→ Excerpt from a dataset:

■ ■ ■ ■ ■ ■ ■

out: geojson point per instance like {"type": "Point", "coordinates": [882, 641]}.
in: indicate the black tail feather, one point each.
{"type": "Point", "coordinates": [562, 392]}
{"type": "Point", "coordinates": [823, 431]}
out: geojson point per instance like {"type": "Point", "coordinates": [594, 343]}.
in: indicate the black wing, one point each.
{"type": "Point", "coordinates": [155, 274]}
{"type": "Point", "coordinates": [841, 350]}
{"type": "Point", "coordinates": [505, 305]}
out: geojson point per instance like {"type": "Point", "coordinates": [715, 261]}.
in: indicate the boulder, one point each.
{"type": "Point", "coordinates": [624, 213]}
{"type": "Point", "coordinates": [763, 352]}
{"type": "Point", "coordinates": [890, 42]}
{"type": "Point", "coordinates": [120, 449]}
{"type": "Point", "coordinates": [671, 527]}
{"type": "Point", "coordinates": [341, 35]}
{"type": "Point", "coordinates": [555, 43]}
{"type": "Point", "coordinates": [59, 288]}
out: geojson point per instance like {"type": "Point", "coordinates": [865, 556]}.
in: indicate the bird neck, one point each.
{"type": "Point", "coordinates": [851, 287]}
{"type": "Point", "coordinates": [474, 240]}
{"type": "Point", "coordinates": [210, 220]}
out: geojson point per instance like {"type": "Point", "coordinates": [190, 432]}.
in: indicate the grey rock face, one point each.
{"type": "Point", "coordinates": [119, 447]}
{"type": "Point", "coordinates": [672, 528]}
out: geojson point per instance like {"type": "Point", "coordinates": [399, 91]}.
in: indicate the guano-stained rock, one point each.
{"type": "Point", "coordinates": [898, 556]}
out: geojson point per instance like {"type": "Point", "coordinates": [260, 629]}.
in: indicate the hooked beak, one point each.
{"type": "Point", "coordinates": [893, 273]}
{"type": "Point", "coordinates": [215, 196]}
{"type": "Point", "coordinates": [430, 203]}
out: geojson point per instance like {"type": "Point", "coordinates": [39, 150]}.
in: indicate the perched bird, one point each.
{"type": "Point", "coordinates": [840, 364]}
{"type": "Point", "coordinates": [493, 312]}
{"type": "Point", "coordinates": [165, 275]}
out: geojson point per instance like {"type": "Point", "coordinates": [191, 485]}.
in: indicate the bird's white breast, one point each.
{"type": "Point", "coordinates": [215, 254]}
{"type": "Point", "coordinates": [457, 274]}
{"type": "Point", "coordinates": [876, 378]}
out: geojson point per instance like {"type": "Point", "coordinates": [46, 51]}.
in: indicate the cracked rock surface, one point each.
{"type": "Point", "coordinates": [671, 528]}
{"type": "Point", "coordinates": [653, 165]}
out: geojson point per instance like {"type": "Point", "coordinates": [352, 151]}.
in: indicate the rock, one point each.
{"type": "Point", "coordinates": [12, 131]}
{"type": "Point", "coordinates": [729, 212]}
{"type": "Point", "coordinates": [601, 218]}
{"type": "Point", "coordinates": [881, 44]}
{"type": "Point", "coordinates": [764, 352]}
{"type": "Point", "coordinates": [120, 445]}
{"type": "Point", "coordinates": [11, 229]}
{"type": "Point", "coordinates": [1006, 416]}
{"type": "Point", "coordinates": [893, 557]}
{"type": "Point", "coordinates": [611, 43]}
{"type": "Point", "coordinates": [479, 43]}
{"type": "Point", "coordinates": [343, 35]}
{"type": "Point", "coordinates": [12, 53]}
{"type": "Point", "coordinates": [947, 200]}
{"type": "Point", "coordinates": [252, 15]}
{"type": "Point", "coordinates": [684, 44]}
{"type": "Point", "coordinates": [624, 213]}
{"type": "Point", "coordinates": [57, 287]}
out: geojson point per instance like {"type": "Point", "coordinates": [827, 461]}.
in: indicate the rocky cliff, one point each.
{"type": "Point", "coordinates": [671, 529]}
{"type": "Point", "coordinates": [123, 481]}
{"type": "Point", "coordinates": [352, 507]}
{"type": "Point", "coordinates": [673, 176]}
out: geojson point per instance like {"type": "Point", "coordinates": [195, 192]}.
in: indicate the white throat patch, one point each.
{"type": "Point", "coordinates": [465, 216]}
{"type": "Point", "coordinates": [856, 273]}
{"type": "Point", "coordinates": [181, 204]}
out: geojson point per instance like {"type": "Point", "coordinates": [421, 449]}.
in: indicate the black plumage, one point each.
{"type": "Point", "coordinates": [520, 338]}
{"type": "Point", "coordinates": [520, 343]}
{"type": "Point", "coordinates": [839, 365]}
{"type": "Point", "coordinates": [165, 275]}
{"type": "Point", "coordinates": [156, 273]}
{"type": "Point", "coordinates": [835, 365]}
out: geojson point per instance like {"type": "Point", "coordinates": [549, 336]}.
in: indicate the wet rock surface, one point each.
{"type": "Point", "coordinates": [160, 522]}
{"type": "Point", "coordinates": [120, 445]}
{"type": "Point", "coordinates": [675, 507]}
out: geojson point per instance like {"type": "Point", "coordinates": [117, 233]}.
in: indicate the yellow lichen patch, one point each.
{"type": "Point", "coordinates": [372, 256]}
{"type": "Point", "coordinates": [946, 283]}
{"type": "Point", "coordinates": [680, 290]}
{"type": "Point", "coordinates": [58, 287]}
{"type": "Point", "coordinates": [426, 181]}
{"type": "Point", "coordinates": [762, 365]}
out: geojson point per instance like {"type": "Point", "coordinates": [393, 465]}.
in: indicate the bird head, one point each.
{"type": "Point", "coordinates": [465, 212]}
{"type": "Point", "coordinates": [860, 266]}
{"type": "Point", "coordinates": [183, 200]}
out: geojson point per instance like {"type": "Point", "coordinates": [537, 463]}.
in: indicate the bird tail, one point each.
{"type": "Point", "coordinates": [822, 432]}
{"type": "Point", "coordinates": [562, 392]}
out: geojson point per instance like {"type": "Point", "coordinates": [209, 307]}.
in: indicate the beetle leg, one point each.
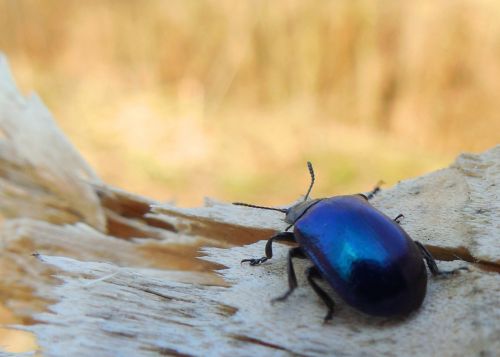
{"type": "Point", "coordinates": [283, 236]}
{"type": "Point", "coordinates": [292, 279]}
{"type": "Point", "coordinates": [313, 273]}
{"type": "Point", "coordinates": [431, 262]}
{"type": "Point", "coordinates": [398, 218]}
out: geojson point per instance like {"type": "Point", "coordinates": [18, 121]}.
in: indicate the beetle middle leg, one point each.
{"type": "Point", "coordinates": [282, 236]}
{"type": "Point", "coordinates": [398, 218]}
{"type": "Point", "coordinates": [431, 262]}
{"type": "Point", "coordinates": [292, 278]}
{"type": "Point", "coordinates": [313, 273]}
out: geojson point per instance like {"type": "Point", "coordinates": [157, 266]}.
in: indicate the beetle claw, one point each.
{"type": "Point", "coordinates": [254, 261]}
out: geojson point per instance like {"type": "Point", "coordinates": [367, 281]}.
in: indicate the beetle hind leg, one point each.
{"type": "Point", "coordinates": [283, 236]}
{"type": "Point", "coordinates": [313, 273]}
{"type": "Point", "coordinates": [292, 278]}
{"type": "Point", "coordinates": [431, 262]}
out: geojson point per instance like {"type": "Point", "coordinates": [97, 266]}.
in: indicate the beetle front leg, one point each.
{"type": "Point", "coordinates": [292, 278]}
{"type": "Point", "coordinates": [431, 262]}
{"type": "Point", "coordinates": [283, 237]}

■ ■ ■ ■ ■ ■ ■

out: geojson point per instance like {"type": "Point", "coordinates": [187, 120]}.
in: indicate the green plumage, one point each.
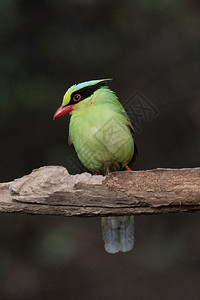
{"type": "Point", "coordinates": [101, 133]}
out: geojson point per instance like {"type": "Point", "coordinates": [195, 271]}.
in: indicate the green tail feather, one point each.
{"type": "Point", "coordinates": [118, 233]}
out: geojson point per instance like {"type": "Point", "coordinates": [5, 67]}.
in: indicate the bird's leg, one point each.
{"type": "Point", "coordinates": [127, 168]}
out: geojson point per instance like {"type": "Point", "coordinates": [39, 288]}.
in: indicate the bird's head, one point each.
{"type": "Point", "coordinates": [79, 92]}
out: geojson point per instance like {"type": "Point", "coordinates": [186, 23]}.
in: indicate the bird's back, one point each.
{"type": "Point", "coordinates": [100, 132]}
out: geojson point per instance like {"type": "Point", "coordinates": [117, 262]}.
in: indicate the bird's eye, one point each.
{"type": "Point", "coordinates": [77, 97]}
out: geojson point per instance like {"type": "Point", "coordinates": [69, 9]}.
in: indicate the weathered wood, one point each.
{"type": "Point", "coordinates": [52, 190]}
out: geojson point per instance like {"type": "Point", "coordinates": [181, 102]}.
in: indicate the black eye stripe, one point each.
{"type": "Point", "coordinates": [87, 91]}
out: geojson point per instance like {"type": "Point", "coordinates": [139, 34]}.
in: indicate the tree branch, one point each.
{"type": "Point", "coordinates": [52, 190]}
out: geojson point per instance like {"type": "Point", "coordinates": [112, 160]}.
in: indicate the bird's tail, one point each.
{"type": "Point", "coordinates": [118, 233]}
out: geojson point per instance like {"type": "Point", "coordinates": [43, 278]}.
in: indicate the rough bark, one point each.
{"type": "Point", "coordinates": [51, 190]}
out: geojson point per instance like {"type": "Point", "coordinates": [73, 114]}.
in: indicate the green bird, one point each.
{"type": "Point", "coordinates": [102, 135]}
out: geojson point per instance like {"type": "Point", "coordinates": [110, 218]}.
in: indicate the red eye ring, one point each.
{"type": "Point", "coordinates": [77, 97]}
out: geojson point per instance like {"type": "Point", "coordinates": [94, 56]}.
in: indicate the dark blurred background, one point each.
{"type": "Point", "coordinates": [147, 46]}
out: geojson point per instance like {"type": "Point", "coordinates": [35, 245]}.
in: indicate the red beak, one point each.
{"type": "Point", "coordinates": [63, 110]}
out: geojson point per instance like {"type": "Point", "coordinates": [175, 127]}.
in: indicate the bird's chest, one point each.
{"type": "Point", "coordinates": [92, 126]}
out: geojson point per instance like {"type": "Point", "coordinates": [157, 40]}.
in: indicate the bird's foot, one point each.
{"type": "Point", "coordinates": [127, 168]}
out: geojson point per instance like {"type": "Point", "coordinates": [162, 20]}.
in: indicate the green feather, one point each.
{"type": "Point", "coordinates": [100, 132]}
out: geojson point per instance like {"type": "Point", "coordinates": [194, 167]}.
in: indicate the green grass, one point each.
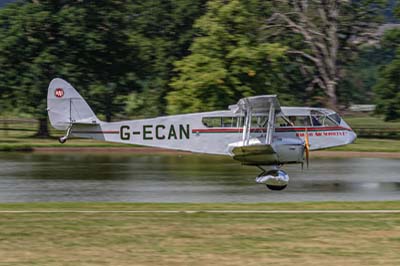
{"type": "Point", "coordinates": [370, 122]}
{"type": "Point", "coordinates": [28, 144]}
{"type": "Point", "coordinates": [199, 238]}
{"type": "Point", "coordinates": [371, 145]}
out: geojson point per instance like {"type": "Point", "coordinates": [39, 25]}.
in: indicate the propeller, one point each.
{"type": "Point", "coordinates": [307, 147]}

■ ■ ■ ■ ■ ■ ■

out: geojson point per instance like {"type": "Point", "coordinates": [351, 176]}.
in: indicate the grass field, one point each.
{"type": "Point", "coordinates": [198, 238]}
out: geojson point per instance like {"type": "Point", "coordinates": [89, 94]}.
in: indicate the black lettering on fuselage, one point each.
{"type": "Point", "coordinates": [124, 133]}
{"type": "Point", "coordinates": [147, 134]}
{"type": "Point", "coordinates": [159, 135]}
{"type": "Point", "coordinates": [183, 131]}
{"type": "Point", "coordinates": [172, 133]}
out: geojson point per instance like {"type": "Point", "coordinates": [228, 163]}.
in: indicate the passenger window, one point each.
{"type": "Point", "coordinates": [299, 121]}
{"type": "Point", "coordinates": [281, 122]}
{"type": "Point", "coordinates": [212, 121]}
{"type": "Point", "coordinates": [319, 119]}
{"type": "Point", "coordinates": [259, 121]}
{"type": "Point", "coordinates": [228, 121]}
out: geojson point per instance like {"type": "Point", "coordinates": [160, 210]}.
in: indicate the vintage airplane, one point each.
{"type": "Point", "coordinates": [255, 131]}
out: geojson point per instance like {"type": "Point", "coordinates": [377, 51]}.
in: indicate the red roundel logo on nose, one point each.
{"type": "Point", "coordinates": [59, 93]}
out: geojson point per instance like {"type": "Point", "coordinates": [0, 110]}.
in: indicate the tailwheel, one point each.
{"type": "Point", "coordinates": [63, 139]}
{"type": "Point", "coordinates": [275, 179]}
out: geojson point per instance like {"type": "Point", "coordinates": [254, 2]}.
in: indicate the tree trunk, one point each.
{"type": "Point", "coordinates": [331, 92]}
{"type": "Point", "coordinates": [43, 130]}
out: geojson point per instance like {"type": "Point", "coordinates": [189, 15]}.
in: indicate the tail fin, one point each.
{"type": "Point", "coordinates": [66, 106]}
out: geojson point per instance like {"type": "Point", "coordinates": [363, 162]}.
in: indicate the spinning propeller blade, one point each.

■ ■ ■ ■ ■ ■ ■

→ EXERCISE BRIEF:
Extract each line from the entries above that contains the word "beetle". Matches are case-sensitive.

→ ANSWER TO THIS PROBLEM:
in: indicate the beetle leg, one point each.
in: indicate the beetle middle leg, one point each.
in: indicate the beetle claw, one point each.
in: indicate the beetle hind leg, one point each.
in: indicate the beetle front leg, one point each.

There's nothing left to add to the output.